Exactly and only the lines from the one with "on the dirt" through the end of the listing are to be transcribed, both ends included.

> [PROVIDED RECORDS]:
▶

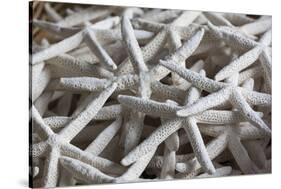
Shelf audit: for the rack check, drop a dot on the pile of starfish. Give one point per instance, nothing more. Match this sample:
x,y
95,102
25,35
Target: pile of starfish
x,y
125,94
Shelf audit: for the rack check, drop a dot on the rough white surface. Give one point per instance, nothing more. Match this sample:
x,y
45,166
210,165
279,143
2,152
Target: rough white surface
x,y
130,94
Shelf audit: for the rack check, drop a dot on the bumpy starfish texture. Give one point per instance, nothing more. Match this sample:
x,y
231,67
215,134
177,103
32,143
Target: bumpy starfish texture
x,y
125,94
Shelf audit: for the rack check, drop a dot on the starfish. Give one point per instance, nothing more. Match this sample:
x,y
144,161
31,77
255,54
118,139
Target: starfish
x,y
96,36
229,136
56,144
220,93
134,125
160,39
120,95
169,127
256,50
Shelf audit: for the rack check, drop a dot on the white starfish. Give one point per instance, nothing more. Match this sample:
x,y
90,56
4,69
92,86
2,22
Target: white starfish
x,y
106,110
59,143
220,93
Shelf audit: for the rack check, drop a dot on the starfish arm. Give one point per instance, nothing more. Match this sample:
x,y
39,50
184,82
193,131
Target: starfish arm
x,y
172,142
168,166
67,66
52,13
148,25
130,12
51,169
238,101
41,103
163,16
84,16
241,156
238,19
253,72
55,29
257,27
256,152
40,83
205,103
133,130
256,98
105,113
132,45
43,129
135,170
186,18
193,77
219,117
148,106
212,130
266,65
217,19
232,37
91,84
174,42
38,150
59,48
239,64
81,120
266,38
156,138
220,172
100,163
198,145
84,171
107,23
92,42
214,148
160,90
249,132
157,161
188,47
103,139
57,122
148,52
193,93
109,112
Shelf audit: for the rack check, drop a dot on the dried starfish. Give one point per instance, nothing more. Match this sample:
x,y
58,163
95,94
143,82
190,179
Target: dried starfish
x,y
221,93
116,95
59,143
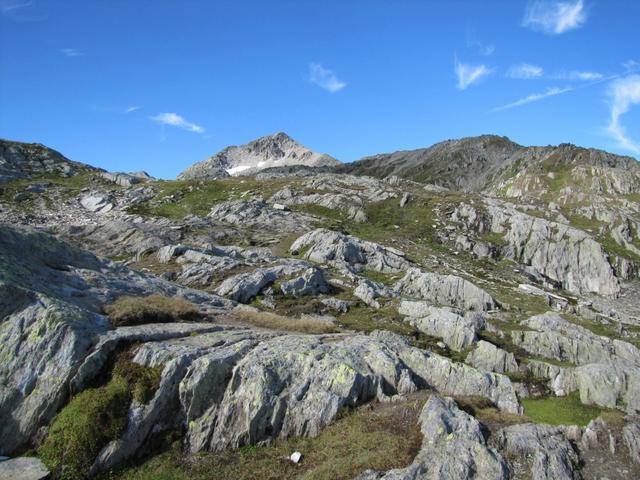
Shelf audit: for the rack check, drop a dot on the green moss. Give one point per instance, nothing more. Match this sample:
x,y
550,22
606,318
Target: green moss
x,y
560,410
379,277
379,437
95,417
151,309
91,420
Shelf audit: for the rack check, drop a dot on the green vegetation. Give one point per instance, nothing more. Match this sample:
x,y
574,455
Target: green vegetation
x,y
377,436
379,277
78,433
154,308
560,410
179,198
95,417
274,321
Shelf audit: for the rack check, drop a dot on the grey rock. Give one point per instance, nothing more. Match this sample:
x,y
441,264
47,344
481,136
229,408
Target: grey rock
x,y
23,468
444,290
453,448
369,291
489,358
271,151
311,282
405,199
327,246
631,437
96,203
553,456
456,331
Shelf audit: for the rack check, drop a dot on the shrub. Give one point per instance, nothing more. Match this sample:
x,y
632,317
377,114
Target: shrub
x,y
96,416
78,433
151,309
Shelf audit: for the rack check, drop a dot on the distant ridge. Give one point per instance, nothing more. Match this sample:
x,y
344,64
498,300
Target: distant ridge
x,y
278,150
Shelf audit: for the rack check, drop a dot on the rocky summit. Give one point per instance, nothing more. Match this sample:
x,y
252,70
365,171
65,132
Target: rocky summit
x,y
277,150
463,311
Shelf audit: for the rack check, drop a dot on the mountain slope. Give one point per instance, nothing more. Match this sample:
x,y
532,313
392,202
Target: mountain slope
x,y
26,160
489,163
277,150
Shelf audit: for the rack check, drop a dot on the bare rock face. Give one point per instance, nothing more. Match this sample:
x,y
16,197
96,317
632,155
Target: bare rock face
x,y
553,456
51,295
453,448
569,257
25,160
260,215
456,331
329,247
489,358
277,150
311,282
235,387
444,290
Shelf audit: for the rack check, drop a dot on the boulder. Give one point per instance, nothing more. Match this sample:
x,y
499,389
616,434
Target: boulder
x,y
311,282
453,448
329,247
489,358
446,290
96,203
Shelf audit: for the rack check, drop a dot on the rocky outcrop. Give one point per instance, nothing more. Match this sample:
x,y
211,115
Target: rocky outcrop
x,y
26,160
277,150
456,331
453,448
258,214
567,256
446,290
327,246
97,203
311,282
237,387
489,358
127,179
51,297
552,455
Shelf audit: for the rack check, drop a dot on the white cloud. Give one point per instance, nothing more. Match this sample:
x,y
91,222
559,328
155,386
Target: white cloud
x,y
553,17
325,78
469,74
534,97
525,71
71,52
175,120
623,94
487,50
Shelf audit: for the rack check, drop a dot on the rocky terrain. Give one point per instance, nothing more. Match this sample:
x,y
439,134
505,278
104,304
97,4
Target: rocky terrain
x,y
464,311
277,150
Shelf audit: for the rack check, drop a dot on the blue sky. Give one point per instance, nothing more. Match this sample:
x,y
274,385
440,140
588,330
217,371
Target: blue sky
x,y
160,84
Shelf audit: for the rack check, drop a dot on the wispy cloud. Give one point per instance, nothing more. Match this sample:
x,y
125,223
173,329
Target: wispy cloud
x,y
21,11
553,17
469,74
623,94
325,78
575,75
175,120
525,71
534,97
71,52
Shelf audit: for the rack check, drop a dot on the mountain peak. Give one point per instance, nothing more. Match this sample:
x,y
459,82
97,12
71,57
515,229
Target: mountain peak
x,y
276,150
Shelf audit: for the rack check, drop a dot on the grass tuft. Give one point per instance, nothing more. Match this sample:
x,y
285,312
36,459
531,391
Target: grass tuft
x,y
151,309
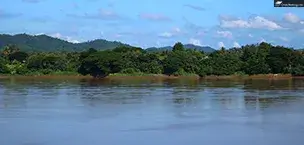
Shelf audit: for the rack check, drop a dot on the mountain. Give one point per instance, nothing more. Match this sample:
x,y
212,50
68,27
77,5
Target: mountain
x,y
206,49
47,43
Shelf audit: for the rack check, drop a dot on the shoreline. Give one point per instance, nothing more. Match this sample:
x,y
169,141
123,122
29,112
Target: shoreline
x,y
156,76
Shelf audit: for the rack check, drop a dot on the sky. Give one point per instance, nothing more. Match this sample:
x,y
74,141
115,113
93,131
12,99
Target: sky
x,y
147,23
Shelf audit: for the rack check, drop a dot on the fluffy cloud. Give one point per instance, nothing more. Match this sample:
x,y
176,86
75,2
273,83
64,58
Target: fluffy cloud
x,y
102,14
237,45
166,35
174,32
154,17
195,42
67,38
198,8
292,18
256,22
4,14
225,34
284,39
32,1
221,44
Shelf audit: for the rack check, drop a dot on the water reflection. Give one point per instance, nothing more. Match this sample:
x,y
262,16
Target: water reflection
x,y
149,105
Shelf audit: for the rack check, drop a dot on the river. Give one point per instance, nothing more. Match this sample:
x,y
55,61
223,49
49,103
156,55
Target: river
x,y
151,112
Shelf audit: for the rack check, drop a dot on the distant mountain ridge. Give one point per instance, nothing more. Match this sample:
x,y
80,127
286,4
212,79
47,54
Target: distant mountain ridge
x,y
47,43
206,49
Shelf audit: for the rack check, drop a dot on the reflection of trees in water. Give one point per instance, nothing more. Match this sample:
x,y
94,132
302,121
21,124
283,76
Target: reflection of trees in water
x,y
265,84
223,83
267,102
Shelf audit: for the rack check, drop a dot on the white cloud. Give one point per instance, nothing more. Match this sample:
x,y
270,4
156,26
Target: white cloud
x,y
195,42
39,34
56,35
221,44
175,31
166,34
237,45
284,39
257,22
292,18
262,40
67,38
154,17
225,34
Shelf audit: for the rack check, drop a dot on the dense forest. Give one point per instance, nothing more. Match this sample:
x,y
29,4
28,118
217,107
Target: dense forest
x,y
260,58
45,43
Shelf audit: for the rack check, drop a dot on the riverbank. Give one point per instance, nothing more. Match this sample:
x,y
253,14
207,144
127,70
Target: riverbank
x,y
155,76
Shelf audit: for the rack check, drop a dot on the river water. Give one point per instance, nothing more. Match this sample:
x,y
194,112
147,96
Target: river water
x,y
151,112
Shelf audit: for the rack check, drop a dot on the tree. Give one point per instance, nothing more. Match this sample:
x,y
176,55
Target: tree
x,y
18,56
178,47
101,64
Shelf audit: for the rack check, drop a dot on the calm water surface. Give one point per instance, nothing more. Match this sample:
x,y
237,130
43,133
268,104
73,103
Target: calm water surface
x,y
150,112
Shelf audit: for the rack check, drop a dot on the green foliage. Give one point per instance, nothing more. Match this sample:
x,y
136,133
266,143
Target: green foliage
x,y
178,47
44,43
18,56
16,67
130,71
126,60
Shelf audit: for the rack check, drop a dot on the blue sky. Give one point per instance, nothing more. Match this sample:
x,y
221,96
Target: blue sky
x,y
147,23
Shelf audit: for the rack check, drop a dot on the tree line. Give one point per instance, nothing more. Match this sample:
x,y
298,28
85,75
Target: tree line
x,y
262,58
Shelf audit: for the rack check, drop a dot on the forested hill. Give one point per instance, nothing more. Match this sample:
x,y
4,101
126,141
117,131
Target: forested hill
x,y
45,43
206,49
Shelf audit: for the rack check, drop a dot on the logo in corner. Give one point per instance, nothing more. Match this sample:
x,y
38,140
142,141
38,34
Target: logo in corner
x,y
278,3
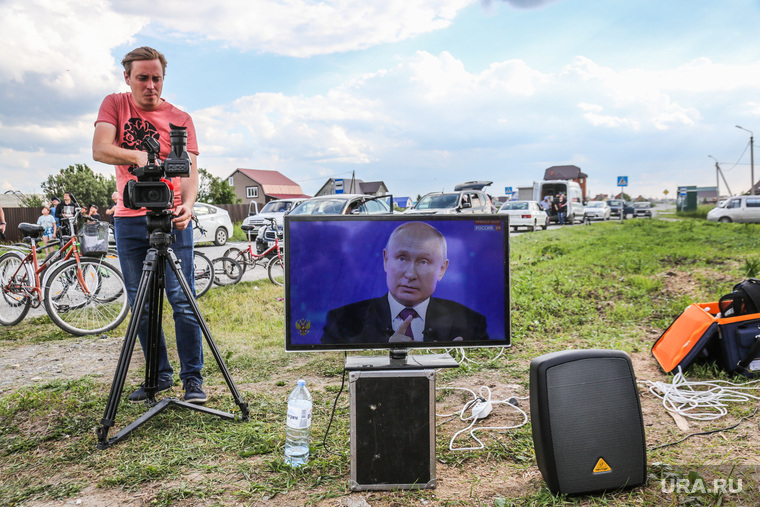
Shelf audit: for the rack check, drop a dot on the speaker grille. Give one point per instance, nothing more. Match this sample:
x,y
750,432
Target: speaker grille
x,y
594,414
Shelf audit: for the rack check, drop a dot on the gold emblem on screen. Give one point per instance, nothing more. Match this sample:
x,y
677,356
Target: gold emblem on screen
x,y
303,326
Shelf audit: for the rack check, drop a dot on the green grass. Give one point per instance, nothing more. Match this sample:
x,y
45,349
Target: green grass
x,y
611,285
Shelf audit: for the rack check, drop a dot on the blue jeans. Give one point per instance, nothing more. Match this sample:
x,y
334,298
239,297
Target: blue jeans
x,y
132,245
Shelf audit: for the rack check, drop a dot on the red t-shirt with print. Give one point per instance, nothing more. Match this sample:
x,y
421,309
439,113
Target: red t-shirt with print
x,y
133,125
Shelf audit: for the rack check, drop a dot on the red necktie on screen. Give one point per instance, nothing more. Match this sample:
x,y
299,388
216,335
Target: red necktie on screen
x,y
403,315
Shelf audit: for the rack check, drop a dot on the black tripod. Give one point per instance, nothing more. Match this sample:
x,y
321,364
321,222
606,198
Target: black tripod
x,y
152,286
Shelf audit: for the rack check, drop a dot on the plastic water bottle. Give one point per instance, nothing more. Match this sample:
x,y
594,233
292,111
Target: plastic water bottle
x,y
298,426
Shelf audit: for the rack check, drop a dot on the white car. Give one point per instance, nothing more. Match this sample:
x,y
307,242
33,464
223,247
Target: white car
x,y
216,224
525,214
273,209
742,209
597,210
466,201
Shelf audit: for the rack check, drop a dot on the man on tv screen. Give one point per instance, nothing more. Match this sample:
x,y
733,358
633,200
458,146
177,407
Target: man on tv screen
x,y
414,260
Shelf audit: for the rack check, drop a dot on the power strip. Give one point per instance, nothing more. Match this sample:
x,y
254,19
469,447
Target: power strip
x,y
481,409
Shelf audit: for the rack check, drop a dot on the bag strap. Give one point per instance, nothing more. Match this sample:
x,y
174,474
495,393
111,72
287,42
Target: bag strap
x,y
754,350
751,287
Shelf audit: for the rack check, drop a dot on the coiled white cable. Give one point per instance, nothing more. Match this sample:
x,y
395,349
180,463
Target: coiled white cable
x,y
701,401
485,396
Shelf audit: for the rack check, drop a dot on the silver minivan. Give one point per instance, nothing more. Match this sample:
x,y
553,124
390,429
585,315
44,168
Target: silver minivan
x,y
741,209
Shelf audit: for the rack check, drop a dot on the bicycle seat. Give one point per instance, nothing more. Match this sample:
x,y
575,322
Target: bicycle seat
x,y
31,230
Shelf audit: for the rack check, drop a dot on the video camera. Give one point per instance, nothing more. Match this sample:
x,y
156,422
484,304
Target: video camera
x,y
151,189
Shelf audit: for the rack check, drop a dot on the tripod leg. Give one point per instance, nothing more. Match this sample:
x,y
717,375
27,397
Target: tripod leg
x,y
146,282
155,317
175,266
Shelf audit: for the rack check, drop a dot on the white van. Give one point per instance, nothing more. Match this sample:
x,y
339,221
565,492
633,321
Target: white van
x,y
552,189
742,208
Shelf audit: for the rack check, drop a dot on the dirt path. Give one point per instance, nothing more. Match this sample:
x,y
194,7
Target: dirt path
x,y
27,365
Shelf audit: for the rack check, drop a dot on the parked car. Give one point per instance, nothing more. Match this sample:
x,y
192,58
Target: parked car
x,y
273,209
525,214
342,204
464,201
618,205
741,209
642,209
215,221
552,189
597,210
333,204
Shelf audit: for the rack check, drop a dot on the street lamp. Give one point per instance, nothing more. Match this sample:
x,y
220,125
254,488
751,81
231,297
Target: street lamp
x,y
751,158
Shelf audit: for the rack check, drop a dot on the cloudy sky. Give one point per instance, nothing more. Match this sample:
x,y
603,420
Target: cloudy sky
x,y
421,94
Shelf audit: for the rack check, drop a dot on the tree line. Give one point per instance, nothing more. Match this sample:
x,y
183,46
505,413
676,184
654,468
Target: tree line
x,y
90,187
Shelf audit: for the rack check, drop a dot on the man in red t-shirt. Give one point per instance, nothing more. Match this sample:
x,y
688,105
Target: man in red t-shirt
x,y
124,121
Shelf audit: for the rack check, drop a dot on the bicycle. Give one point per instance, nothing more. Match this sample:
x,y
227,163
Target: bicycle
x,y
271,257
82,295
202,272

◀

> [ANSWER TO THIS TASK]:
Shelf audit: for the rack check, drop a dot on the dirt path. Give one point per instance, nothing more. Match this sample:
x,y
194,7
Target: dirt path
x,y
27,365
Shelf audit: for the rack check, drop a dot on the parked car. Give one point per instance, nothing more. Match this sample:
x,y
192,58
Target: parked car
x,y
273,209
525,214
342,204
464,201
618,205
741,209
642,209
215,221
552,189
597,210
333,204
Shelf audit: for the rack check, drop a dot on the street lamp. Give one point per instance, nothing more. Match this sample:
x,y
220,125
254,488
751,81
231,297
Target: street lamp
x,y
751,158
Shelf audit: for the rack check, drop a dot on the cloudy sky. Give one point per instance, nothing more. Match this sample:
x,y
603,420
Target: cloudy sky
x,y
421,94
Shelf audit: for the rack check, drop a dot on the tree line. Give one point per instance, nothing more. Match this sample:
x,y
183,46
505,413
676,184
654,468
Target: tree line
x,y
90,187
Shelf audit: for the rack check, drop a dot on the man in red t-shirt. Give one point per instance, nothing more. Match this sample:
x,y
688,105
Target: man in red t-shirt
x,y
124,121
Shelf audit: for the rack check, drop a dot on the bicycle. Give one point per instance, nothing more. Match this sample:
x,y
227,163
Target: bicycle
x,y
271,257
82,295
202,272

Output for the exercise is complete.